Правда — нет худа без добра, — всему этому ужасу мы обязаны появлением духов. Это действительно очень важное европейское изобретение.
Сравним быт горожан
Блоки и другие устройства для втаскивания тяжелых предметов через окна также не могли появиться на Руси — не было нужды в подобных устройствах. Жизнь в русских городах не толкала и к разработке разных типов междуэтажных лестниц внутри узкого жилища, которое необходимо было втиснуть между двумя соседними.
Изобретательность решает только те задачи, которые ставит жизнь. Там, где дома из дерева, чаще пожары. Именно поэтому на Руси появились сборно-разборные деревянные дома с пронумерованными деталями. Английский путешественник Уильям Кокс увидел это в 1778 году так: «Покупатель, являясь на рынок, объявляет, сколько хочет иметь комнат, присматривается к лесу и платит деньги… Не стоит большого труда перевезти дом и собрать в одну неделю» (W.Coxe «Travels in Poland, Russia, Sweden, and Denmark» . London, 1784). Сборные дома появились в России очень давно. Адам Олеарий описал их за полтора века до Кокса, но существовали они исстари. Дипломат Адольф Лизек видел (в 1675) в продаже разборную колокольню. Продавались даже мосты и башни!.[134]
Русские путешественники, попав в Европу, удивлялись: как это можно жить в каменных домах? Они находили это крайне нездоровым. (Миллионы людей во всем мире продолжают находить это по сей день.) Когда же каменные постройки стали, тем не менее, распространяться и в России, стены внутри комнат обшивали тесом, подкладывая под него мох.[135]
В Европе, где дрова продавались на вес, а меха были доступны немногим, простые люди гораздо больше страдали от холода зимой, чем в России, где зимние морозы куда суровее — зато были дешевы меха и дрова.
Изобилие презирает мелочность. Там, где говядину продавали не на вес, а по глазомеру (см. выше), едва ли могла возникнуть потребность в особо точных весах. Там, где все дешево, легче прожить, а оттого меньше воров и меньше замков. Замки вплоть до петровских времен были редкостью, и не из-за недостатка мастеров. Павел Алеппский, сын антиохийского патриарха, посетивший в 1655 «железный ряд» на московском рынке, восхищается «железными вещами и принадлежностями… превосходной работы» . Но в замках москвитяне, как видно, особо не нуждались. А вот в лондонском музее Виктории и Альберта замкам отведено несколько залов, нужный был предмет.

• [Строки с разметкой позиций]
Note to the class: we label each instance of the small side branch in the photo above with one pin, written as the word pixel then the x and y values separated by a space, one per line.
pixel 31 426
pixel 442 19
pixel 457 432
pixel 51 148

• [ЗАДАНИЕ] Перечислите всех людей, которых отрывок называет по имени.

• [РЕШЕНИЕ] Уильям Кокс, Адам Олеарий, Адольф Лизек, Павел Алеппский.